- [PASSAGE GIVEN]
Modify upscaling to be closer to original CORE-135

2026-06-04 05:17:50 +08:00 · 2026-05-11 21:19:28 +02:00 · 2026-05-11 21:19:28 +02:00 · b296c6a1aa
commit b296c6a1aa
parent 2a20db3eb3
1 changed files with 14 additions and 8 deletions
--- a/comfy/ldm/depth_anything_3/preprocess.py
+++ b/comfy/ldm/depth_anything_3/preprocess.py
@ -5,12 +5,13 @@
 #   src/depth_anything_3/utils/alignment.py             (sky-aware depth clip)
 #   src/depth_anything_3/model/da3.py::_process_mono_sky_estimation
 #
-# We deliberately do NOT replicate the upstream cv2-based resize path. ComfyUI
-# already provides ``comfy.utils.common_upscale`` for high-quality bilinear
-# resampling; using it keeps everything on-device and consistent with other
-# ComfyUI preprocessors. The bilinear approximation is sufficient for the
-# downstream depth-estimation task (verified visually against the upstream
-# bicubic path -- depth maps are virtually identical).
+# Resize: ``comfy.utils.common_upscale`` with ``upscale_method="lanczos"``.

- [DATA RECORDS]
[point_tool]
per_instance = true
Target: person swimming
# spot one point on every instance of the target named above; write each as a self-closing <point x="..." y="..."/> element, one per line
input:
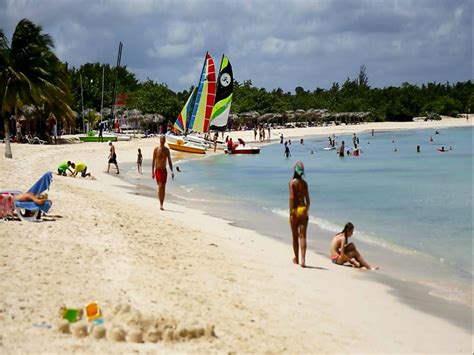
<point x="342" y="252"/>
<point x="299" y="207"/>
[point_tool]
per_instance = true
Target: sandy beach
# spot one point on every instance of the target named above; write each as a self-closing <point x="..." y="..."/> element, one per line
<point x="105" y="242"/>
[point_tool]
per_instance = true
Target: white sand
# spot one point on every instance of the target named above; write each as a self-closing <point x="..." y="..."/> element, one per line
<point x="102" y="242"/>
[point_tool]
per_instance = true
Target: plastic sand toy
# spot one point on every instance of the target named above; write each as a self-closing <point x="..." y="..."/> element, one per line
<point x="92" y="311"/>
<point x="72" y="315"/>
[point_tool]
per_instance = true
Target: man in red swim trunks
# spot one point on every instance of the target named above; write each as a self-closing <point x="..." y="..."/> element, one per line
<point x="161" y="154"/>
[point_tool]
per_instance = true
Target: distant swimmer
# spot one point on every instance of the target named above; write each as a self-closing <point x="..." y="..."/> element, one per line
<point x="112" y="158"/>
<point x="299" y="208"/>
<point x="343" y="252"/>
<point x="342" y="149"/>
<point x="356" y="151"/>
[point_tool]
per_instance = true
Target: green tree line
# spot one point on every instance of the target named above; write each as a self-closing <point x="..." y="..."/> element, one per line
<point x="33" y="79"/>
<point x="391" y="103"/>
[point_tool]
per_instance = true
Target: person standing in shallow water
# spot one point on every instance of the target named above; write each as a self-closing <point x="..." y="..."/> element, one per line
<point x="299" y="208"/>
<point x="161" y="155"/>
<point x="112" y="158"/>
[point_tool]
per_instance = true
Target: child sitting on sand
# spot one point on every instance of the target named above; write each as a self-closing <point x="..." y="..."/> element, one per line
<point x="343" y="252"/>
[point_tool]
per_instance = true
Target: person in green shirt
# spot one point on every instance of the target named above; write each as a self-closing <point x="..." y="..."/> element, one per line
<point x="80" y="168"/>
<point x="64" y="167"/>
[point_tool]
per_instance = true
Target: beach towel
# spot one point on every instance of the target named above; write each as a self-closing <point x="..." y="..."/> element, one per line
<point x="39" y="187"/>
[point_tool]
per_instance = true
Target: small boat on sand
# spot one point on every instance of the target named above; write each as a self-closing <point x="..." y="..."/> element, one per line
<point x="245" y="150"/>
<point x="187" y="147"/>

- [WRITTEN TASK] According to the commit diff, what value of upscale_method does the new resize comment specify?

- [THE ANSWER] lanczos